◆ WORK INSTRUCTION
Reproduce the stretch of the DSS SIG meeting notes from "IMS Corporation (Mikhail" through "stated their expectations.".

◆ DOCUMENT EXTRACT
++++++++++
These are notes from the second working meeting of the DSS SIG.
Meeting Slide File (PowerPoint)
Introduction
Status Update
Summary of Previous Work
Participant Presentations
September 30 Cataloguing Workshop
Consensus Building
Outline Recommendations Document
Agree on Action / Work Items
Preliminary Charter for 2003 January through June
Oil Companies
Anadarko (Bob Kline)
ExxonMobil (Boyer Purnell)
ONGC (A. K. Tyagi)
Pioneer Resources (Carol Anne Doherty)
Shell (Erik van Kuijk, regrets)
Government Agencies
UK DTI (Stewart Robinson)
US MSS (Michael Celata)
Service, Software, and Consulting Companies
ETL Solutions (John Bigerstaff)
Halliburton/Landmark (David Johnson, Gene Rhodes)
IMS Corporation (Mikhail Damaskine)
Oilware (Harry Schultz)
Paras (Flemming Rolle)
Petris Technology (Jeff Pferd)
Schlumberger (Jay Hollingsworth)
POSC (Alan Doniger, Paul Maton and David Archer)
Gene Rhodes from Landmark welcomed the attendees and described the site logistics.
The attendees introduced themselves and stated their expectations.
Alan explained the purpose, form, and processes associated with POSC Special Interest Groups in general and the Data Store Solutions SIG in particular. (See slides 5-7.) He listed the organizations that have joined the SIG or that are in the process of joining, noting the organizations that participated in the October 17 working meeting in London [marked "L"] and those that are participating in the November 18 working meeting in Houston [marked "H"]. (See slide 8.) Alan then explained the DSS SIG in more detail. (See slides 9-16)
++++++++++
◆ MATERIAL PROVIDED
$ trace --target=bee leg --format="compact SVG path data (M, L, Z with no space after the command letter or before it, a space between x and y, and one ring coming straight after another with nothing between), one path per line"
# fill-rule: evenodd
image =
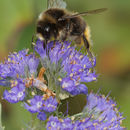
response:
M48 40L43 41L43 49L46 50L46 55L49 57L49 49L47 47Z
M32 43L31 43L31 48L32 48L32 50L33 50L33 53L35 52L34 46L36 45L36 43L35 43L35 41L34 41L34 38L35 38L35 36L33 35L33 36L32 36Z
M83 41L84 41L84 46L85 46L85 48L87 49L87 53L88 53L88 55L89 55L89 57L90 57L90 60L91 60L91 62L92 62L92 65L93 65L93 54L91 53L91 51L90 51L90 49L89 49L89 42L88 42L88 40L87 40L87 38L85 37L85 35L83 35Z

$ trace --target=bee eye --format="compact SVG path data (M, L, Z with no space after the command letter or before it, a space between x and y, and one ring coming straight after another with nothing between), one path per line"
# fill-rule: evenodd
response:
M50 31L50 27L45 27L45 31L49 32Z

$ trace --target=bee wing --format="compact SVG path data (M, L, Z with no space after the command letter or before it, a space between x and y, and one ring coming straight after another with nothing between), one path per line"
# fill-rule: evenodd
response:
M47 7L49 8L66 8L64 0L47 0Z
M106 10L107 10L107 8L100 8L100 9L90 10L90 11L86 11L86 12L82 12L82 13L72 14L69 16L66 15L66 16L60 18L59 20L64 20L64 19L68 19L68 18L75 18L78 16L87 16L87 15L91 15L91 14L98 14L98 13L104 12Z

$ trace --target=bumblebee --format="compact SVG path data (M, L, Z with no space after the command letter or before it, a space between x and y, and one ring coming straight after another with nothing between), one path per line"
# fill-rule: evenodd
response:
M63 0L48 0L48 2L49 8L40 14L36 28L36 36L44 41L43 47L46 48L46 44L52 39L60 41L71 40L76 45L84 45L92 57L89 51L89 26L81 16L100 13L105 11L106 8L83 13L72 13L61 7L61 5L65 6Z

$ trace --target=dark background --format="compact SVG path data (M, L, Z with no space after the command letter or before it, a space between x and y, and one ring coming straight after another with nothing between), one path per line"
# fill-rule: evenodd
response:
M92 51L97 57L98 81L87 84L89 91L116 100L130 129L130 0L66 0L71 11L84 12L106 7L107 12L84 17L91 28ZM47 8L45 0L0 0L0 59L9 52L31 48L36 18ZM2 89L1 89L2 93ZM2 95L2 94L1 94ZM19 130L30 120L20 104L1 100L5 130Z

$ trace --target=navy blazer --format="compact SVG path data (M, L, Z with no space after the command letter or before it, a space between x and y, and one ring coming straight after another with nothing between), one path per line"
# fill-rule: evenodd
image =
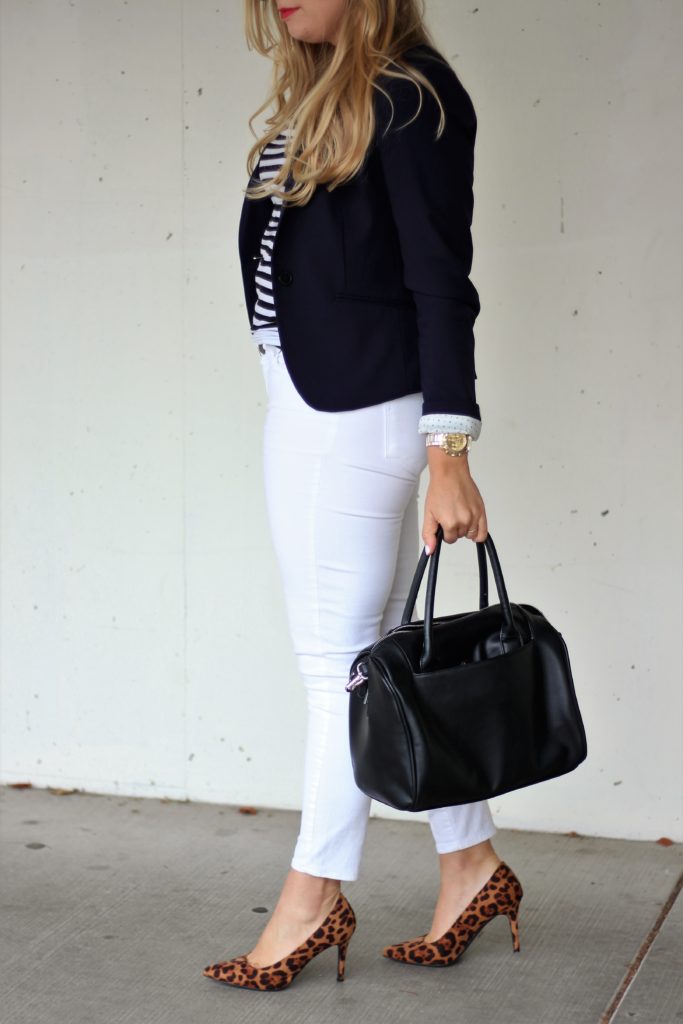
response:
++++++++++
◆ ANSWER SECTION
IMS Corporation (Mikhail Damaskine)
Oilware (Harry Schultz)
Paras (Flemming Rolle)
Petris Technology (Jeff Pferd)
Schlumberger (Jay Hollingsworth)
POSC (Alan Doniger, Paul Maton and David Archer)
Gene Rhodes from Landmark welcomed the attendees and described the site logistics.
The attendees introduced themselves and stated their expectations.